Problem to solve:
Each line below should be written out again exactly.

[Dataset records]

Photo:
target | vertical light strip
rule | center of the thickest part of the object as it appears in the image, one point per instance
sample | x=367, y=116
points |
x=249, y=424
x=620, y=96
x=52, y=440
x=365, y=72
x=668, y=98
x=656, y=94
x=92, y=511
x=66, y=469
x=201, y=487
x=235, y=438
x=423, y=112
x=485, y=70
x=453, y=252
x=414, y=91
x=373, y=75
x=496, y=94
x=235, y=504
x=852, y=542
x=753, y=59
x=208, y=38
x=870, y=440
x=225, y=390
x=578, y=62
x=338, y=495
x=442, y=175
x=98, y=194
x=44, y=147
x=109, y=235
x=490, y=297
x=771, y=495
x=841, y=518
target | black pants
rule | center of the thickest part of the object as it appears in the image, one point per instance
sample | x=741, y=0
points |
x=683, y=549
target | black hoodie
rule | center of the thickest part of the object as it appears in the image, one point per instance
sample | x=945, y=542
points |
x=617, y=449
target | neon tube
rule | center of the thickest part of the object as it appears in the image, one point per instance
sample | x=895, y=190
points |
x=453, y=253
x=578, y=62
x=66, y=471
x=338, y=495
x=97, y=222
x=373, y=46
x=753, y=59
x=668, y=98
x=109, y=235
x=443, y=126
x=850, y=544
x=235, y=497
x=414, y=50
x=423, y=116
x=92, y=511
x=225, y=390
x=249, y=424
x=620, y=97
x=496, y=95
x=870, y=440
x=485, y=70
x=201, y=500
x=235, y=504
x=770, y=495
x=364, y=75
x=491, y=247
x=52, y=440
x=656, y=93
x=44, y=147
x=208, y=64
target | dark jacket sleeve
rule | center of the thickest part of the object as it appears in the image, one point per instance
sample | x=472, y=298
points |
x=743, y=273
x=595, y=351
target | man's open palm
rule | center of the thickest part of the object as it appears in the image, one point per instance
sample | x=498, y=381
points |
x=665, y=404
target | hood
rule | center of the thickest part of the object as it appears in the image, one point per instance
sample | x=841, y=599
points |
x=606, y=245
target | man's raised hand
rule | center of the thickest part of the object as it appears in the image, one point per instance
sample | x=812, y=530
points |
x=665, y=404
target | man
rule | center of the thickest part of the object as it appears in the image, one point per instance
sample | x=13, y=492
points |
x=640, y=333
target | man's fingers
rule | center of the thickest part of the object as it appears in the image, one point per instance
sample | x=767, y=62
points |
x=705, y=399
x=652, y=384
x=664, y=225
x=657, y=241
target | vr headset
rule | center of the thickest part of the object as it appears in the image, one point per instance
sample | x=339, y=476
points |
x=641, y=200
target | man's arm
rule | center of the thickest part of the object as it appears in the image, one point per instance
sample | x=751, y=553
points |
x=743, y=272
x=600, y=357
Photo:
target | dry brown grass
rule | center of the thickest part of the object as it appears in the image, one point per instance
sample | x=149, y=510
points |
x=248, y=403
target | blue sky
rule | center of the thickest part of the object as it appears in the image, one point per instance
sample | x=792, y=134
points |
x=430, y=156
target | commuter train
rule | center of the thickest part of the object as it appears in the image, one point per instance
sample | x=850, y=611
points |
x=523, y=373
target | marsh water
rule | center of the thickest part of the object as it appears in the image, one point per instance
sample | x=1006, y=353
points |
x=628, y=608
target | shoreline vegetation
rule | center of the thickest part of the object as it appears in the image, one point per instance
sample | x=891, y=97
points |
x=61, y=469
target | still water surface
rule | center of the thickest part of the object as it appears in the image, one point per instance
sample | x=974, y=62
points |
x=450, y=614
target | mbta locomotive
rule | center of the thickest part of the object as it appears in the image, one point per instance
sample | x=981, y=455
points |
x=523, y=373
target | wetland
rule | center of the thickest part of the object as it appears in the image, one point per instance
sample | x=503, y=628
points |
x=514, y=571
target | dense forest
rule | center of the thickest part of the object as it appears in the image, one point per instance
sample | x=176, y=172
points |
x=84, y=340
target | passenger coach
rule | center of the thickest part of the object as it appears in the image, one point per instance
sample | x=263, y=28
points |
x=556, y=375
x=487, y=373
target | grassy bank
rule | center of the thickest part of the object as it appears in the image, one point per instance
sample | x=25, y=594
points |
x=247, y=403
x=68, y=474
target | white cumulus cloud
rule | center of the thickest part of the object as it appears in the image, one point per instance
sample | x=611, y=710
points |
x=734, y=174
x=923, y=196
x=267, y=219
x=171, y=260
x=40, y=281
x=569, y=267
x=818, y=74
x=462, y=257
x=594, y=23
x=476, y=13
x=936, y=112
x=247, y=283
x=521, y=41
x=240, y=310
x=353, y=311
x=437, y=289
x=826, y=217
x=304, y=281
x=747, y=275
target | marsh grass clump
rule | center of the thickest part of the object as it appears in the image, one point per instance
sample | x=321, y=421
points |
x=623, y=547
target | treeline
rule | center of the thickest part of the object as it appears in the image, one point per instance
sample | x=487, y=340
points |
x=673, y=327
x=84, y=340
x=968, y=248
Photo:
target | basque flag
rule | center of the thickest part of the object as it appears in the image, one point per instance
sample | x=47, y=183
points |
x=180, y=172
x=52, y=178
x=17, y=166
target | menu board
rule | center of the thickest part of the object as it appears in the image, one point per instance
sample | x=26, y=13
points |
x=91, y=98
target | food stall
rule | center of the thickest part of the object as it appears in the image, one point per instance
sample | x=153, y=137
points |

Solution to this task:
Photo:
target | vertical light strip
rule | center of the thickest part of the object as it appears in the image, one point per instance
sample | x=367, y=116
points |
x=249, y=424
x=620, y=96
x=52, y=440
x=365, y=72
x=668, y=98
x=656, y=94
x=92, y=511
x=66, y=469
x=201, y=487
x=235, y=438
x=423, y=112
x=485, y=70
x=453, y=252
x=414, y=91
x=373, y=75
x=496, y=94
x=235, y=504
x=852, y=542
x=753, y=59
x=208, y=38
x=870, y=440
x=225, y=390
x=578, y=62
x=338, y=495
x=442, y=175
x=98, y=194
x=44, y=147
x=109, y=235
x=490, y=297
x=771, y=495
x=841, y=518
target | black pants
rule | center of the thickest part of the object as it appears in the image, one point per instance
sample | x=741, y=0
points |
x=683, y=549
target | black hoodie
rule | center of the thickest part of the object as it appears in the image, one point per instance
sample | x=945, y=542
points |
x=617, y=449
target | neon tube
rule | center of the thickest part of the object as it appears in the image, one point per instance
sample | x=895, y=190
points |
x=453, y=253
x=578, y=62
x=66, y=471
x=338, y=495
x=97, y=222
x=373, y=46
x=753, y=59
x=668, y=98
x=109, y=235
x=443, y=126
x=850, y=544
x=235, y=497
x=414, y=50
x=423, y=116
x=92, y=511
x=225, y=390
x=249, y=424
x=620, y=97
x=496, y=95
x=870, y=440
x=485, y=70
x=201, y=500
x=235, y=504
x=770, y=495
x=364, y=75
x=491, y=247
x=52, y=440
x=656, y=93
x=44, y=147
x=208, y=64
target | dark jacket sleeve
rule | center of the thickest part of the object as it appears in the image, one point per instance
sample | x=472, y=298
points |
x=743, y=273
x=595, y=351
target | man's open palm
rule | center of the thickest part of the object as it appears in the image, one point per instance
sample | x=498, y=381
points |
x=665, y=404
target | hood
rule | center of the thickest part of the object as it appears in the image, one point per instance
sample | x=841, y=599
points |
x=606, y=245
target | man's raised hand
rule | center of the thickest part of the object as it appears in the image, one point per instance
sample | x=812, y=530
points |
x=665, y=404
target | man
rule | center of the thickest part of the object as it appears in the image, one point per instance
sample | x=13, y=492
points |
x=640, y=333
target | man's fingers
rule | center of the thickest part of the object as it appears in the image, one point per instance
sample | x=767, y=62
points |
x=705, y=399
x=652, y=384
x=664, y=225
x=657, y=241
target | vr headset
rule | center of the thickest part of the object as it appears in the image, one point per instance
sample | x=339, y=476
points |
x=641, y=200
target | man's arm
rule | center of the thickest part of the object as it appears in the image, one point per instance
sample | x=751, y=553
points |
x=743, y=272
x=600, y=357
Photo:
target | dry brown grass
rule | center of the thickest part of the object as it appears in the image, one point per instance
sample | x=149, y=510
points |
x=248, y=403
target | blue sky
rule | center of the thickest part of the object as it appears in the image, one point per instance
sample | x=792, y=134
points |
x=430, y=156
target | commuter train
rule | center of the thickest part of the object as it appears in the image, one point per instance
sample | x=850, y=611
points |
x=523, y=373
target | marsh water
rule | center of the thickest part of the object as it appears in the image, one point per instance
sample | x=1006, y=353
points |
x=628, y=608
target | shoreline vegetation
rule | center of the thickest part of the object as it appears in the image, one point per instance
sample | x=891, y=97
points |
x=61, y=469
target | still water surface
rule | center of the thickest part of the object as it appears in the image, one point per instance
sample | x=974, y=62
points |
x=450, y=614
target | mbta locomotive
rule | center of the thickest part of the object as it appears in the image, one point per instance
sample | x=981, y=455
points |
x=523, y=373
target | wetland
rule | center of the thickest part of the object as it appears in the image, one point per instance
sample | x=503, y=628
points |
x=514, y=571
target | dense forest
rule | center of the thickest part of the object as it appears in the image, one point per instance
sample | x=176, y=172
points |
x=84, y=340
target | passenger coach
rule | center of the thickest part of the object as it appears in the image, one point per instance
sample | x=263, y=28
points |
x=556, y=375
x=487, y=373
target | grassy bank
rule | center of the thickest part of the object as it appears in the image, one point per instance
sample | x=25, y=594
points |
x=247, y=403
x=68, y=474
target | white cumulus cloud
rule | center of the thickest part of the object as it appears in the image, one point per instance
sample | x=611, y=710
points |
x=734, y=174
x=923, y=196
x=267, y=219
x=171, y=260
x=40, y=281
x=569, y=267
x=818, y=74
x=462, y=257
x=594, y=23
x=476, y=13
x=936, y=112
x=247, y=283
x=521, y=41
x=240, y=310
x=353, y=311
x=437, y=289
x=826, y=217
x=304, y=281
x=747, y=275
target | marsh grass clump
rule | center of the thickest part of the object as it appears in the image, one point per instance
sample | x=321, y=421
points |
x=623, y=547
target | treeline
rule | center of the thickest part of the object as it appears in the image, one point per instance
sample | x=487, y=340
points |
x=673, y=327
x=84, y=340
x=968, y=248
Photo:
target | basque flag
rule | center of the thickest part of the object as it appears in the image, one point per instance
sample | x=47, y=183
points |
x=180, y=172
x=52, y=178
x=17, y=166
target | menu board
rule | center of the thickest part of the object as it appears in the image, one point per instance
sample | x=26, y=13
points |
x=91, y=98
target | food stall
rule | center of the thickest part of the object as it appears in the image, one point per instance
sample | x=153, y=137
points |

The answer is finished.